--- begin Information supplied ---
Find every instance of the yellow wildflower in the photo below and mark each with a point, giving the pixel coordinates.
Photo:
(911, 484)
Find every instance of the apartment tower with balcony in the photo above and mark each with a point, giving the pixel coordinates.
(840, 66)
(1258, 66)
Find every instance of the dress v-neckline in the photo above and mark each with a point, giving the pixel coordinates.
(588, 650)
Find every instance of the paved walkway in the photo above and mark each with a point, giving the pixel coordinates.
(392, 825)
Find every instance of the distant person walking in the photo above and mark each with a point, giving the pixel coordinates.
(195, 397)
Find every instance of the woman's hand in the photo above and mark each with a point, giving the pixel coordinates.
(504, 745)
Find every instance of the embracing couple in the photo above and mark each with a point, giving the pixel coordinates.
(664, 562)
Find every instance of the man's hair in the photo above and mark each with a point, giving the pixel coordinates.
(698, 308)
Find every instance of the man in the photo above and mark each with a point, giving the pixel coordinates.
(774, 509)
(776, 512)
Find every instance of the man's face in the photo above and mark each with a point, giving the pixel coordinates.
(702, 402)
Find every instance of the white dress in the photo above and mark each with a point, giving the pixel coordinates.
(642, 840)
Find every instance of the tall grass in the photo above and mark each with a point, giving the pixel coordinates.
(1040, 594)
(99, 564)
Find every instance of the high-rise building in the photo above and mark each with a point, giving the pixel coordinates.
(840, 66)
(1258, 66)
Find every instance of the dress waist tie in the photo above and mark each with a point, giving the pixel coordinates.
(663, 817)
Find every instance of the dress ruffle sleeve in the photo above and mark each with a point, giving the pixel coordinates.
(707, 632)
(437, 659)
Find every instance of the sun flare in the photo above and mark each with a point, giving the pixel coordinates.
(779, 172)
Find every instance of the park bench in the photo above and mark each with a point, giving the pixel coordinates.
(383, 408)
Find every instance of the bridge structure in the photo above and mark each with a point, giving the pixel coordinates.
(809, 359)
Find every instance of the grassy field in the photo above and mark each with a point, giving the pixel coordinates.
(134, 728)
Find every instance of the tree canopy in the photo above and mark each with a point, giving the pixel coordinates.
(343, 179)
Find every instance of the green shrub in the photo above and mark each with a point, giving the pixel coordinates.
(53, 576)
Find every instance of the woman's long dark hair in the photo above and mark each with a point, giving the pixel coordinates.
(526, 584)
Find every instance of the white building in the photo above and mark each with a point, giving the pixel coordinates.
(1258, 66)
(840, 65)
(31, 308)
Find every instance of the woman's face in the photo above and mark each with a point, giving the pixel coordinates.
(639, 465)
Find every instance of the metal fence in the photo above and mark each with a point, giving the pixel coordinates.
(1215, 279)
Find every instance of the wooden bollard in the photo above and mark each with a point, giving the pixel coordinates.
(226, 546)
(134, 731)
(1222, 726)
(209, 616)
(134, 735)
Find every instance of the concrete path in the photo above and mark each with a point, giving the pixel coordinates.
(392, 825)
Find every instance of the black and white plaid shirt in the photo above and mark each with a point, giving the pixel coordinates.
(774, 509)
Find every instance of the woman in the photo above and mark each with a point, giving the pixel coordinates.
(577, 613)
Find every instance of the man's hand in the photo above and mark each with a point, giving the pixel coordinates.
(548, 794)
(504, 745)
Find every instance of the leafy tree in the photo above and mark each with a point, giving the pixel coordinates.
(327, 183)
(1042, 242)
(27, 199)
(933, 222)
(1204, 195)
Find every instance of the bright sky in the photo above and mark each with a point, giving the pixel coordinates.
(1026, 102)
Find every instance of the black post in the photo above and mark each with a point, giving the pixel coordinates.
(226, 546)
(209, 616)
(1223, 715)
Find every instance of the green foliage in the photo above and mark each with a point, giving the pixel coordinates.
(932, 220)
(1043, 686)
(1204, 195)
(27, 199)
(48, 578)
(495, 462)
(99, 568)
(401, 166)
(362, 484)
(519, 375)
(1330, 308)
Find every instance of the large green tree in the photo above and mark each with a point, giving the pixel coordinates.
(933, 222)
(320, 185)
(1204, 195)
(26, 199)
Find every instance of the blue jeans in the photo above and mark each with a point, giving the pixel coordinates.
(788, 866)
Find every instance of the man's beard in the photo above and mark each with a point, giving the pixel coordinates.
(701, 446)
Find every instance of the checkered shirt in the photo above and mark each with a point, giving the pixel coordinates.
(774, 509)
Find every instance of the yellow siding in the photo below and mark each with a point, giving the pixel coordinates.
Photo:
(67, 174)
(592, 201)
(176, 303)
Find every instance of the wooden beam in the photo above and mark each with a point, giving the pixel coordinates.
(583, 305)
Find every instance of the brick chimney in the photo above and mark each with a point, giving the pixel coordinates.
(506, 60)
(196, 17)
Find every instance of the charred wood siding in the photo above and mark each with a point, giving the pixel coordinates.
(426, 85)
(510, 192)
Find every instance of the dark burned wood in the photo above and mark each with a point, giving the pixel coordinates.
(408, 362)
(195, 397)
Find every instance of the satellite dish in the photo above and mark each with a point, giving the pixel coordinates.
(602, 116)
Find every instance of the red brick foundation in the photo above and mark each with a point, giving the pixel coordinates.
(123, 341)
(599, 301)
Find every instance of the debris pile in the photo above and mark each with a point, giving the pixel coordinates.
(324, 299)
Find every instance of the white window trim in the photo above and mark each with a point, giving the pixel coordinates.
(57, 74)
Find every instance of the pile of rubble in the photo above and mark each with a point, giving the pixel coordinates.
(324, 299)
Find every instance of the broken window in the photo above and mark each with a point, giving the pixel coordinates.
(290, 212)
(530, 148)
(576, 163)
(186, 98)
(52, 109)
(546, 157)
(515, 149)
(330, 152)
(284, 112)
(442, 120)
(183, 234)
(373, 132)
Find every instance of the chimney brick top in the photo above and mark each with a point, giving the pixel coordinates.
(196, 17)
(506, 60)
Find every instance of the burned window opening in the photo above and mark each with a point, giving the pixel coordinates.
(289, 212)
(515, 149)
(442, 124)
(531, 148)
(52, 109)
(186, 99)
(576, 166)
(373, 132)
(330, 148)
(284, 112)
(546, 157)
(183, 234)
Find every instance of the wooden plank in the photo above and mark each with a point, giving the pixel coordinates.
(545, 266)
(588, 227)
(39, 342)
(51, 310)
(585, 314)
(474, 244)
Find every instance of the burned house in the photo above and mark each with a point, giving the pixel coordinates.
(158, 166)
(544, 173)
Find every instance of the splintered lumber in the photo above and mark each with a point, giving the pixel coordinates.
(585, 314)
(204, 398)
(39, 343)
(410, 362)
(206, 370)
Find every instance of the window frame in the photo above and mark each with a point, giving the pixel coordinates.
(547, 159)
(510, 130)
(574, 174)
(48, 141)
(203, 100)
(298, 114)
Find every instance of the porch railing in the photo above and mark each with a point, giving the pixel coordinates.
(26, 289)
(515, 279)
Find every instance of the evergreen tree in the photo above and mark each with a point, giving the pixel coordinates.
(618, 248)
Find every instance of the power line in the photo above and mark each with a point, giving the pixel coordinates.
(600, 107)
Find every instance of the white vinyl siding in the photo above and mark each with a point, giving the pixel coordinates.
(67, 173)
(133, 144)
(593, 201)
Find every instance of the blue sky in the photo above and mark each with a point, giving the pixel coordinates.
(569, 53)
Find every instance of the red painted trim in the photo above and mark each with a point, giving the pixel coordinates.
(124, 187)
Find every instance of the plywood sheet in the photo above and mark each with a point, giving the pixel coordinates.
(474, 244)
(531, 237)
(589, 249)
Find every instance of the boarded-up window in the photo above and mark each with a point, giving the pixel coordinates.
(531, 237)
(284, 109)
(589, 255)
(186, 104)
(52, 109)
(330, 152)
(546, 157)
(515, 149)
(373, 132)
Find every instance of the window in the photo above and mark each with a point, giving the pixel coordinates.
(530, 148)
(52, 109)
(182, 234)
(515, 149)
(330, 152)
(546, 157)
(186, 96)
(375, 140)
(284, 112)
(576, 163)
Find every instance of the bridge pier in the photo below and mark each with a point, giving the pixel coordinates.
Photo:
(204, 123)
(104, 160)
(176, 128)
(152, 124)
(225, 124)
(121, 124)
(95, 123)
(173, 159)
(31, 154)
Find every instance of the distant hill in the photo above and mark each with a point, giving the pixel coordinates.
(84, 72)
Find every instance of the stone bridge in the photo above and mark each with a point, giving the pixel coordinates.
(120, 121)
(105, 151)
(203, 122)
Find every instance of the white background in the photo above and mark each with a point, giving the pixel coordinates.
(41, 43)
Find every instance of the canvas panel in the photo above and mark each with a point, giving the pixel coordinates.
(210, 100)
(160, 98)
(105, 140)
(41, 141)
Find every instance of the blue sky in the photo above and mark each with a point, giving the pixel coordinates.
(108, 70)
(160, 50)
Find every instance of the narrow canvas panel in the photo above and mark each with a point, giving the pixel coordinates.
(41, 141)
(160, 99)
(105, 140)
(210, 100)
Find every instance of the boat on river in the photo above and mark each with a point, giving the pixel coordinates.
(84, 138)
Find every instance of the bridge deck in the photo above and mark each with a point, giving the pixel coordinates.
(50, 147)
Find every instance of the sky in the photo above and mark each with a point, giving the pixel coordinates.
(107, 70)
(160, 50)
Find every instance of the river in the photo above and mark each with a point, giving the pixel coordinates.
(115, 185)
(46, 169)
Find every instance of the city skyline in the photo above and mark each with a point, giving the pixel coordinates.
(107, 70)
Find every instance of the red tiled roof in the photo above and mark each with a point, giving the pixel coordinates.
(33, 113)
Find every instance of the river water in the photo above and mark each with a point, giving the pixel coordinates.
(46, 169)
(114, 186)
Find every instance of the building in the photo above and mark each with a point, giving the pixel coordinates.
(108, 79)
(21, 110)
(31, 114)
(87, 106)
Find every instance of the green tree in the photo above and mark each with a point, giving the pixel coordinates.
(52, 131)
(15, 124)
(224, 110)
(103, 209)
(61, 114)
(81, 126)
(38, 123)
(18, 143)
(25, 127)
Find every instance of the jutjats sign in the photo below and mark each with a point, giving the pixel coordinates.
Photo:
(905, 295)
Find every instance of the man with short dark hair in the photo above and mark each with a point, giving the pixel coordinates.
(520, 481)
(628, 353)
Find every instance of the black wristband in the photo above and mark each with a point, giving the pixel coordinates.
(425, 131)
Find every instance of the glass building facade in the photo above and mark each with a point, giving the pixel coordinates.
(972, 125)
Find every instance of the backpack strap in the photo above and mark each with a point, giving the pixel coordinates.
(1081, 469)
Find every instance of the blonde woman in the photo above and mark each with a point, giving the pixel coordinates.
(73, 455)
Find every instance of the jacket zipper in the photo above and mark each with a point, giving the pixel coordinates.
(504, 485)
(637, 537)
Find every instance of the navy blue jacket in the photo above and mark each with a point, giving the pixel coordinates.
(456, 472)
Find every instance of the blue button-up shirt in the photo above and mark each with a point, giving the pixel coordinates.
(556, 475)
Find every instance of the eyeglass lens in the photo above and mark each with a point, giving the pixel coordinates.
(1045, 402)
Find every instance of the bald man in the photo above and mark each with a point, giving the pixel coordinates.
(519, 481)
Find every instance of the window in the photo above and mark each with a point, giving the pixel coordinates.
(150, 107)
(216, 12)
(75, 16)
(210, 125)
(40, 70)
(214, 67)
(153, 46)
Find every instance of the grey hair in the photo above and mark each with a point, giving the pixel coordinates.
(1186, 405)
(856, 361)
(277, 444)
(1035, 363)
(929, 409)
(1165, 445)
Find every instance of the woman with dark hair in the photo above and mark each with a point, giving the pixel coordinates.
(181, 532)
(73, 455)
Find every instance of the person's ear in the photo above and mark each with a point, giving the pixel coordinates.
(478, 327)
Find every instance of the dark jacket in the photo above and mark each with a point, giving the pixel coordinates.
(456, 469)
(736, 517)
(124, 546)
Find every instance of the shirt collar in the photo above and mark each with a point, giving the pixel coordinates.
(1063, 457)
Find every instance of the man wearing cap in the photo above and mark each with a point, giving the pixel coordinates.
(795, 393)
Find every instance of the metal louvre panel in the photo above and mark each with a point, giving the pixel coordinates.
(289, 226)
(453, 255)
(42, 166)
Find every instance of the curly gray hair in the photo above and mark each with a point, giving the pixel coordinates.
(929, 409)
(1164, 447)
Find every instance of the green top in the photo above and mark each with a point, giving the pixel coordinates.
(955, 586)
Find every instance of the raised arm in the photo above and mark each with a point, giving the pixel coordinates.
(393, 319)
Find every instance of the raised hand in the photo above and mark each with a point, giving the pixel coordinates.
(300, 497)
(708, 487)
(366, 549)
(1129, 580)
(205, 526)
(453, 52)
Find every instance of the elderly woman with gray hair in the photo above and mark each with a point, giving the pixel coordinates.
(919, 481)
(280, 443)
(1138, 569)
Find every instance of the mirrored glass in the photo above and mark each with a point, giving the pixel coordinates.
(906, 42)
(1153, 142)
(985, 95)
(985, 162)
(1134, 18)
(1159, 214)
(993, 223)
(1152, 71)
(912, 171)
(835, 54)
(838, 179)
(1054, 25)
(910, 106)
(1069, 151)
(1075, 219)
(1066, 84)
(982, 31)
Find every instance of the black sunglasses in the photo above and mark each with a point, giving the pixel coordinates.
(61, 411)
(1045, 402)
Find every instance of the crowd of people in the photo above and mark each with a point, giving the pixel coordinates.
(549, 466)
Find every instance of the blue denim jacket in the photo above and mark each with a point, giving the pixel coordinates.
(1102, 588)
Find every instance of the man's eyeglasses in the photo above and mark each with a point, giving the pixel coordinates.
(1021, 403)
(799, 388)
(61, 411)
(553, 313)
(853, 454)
--- end Information supplied ---
> _Exercise goal_
Duplicate the lines of the data above, starting at the line containing "Find every instance of the man's hand" and ending at the line containing "(1026, 102)", with both of those lines included.

> _Reply_
Find every instance of the man's hand in the photo above and mark each with a point, giving the pixel coordinates.
(548, 794)
(504, 745)
Find every instance of the leafy tree in the photo above and mark each with a point, giving the pixel coordinates.
(327, 183)
(1042, 242)
(27, 199)
(933, 222)
(1204, 195)
Find every instance of the bright sky in the photo above and mark each with a point, giving the pixel coordinates.
(1026, 102)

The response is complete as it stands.